[GIVEN RECORDS]:
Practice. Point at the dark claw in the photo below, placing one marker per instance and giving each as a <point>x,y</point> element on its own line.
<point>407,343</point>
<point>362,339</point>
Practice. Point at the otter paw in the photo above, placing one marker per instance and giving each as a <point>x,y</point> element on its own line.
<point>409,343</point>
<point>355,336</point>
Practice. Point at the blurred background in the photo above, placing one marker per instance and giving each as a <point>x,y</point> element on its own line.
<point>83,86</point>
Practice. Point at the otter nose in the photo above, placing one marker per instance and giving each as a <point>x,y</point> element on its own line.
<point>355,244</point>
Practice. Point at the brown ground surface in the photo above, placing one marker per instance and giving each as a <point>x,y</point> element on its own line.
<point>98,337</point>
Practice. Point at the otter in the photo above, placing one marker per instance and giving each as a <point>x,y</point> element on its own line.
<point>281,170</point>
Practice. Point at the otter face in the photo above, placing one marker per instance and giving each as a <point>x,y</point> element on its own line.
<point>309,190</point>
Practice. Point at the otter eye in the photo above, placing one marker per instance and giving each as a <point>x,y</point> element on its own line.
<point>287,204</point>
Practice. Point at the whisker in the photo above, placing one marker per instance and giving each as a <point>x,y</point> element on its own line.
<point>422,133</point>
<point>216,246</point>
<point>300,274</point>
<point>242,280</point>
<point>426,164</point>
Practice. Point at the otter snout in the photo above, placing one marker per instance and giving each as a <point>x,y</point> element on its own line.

==

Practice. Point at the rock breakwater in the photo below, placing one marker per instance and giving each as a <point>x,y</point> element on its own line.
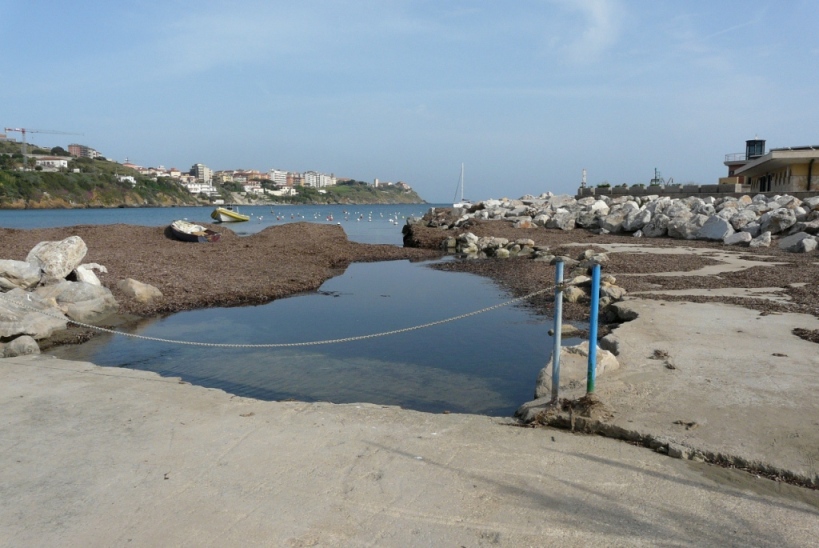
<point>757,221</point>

[WHAT TO DO]: Starting at the line that has "Practice. Point at the otter face" in the records above, restate word for word every line until the one that has "Practice. Point at the otter snout", and include that one as well.

[OUTPUT OF THE TASK]:
Practice. Point at the otter face in the photo above, placing one marker per instance and giving each as a <point>x,y</point> element on its own line.
<point>309,190</point>
Practice. Point at the otter eye in the photo above, placing one marker per instance and giving each as a <point>x,y</point> element on its own line.
<point>287,204</point>
Practice. Point at the whisker in the photo above, placing one marker per instance and giving each as a <point>x,y</point> element on its own line.
<point>422,133</point>
<point>216,246</point>
<point>300,274</point>
<point>242,280</point>
<point>426,164</point>
Practice. Point at the otter snout in the photo above, placing one marker per instance and giving each as a <point>x,y</point> element on its own line.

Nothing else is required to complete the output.